■ Records for this exercise:
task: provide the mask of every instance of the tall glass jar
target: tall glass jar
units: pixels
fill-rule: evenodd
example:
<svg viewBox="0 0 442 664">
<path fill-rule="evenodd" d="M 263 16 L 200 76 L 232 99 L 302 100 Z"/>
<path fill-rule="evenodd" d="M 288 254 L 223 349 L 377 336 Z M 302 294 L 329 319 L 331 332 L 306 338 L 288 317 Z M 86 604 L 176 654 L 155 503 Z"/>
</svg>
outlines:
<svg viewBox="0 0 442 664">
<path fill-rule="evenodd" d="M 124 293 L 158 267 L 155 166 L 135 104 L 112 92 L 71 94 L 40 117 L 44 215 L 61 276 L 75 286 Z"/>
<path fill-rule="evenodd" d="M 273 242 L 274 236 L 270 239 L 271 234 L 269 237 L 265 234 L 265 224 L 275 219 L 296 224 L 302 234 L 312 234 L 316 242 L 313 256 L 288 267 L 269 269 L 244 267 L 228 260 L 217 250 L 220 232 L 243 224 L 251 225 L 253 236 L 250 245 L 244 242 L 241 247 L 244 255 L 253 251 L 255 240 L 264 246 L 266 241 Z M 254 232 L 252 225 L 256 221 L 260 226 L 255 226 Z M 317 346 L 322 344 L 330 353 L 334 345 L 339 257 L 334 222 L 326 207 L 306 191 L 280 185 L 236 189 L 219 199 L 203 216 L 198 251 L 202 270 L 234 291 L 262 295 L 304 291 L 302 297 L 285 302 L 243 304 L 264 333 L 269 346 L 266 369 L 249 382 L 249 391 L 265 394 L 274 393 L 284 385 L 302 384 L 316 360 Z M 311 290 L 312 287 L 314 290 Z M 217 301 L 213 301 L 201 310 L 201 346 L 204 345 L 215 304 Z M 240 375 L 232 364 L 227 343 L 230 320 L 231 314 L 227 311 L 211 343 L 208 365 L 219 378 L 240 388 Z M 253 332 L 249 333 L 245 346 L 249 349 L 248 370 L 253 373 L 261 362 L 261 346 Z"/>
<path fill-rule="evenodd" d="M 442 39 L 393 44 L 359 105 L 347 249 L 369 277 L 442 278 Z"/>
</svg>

■ Exercise prompt: Please write out the lines starting at the first one and ending at the one containing "124 293 L 158", replacing "tall glass jar" with "ceramic vase" and keeping everything else the same.

■ Answer to this task:
task: provide the mask of every instance of the ceramic vase
target: ceramic vase
units: pixels
fill-rule: evenodd
example:
<svg viewBox="0 0 442 664">
<path fill-rule="evenodd" d="M 263 16 L 200 76 L 232 99 L 302 100 Z"/>
<path fill-rule="evenodd" d="M 288 254 L 223 349 L 377 336 Z M 302 294 L 329 319 L 331 332 L 306 338 L 288 317 Z M 86 604 L 176 654 L 155 503 Z"/>
</svg>
outlines:
<svg viewBox="0 0 442 664">
<path fill-rule="evenodd" d="M 124 293 L 158 267 L 155 166 L 135 104 L 112 92 L 71 94 L 40 117 L 44 215 L 61 276 L 75 286 Z"/>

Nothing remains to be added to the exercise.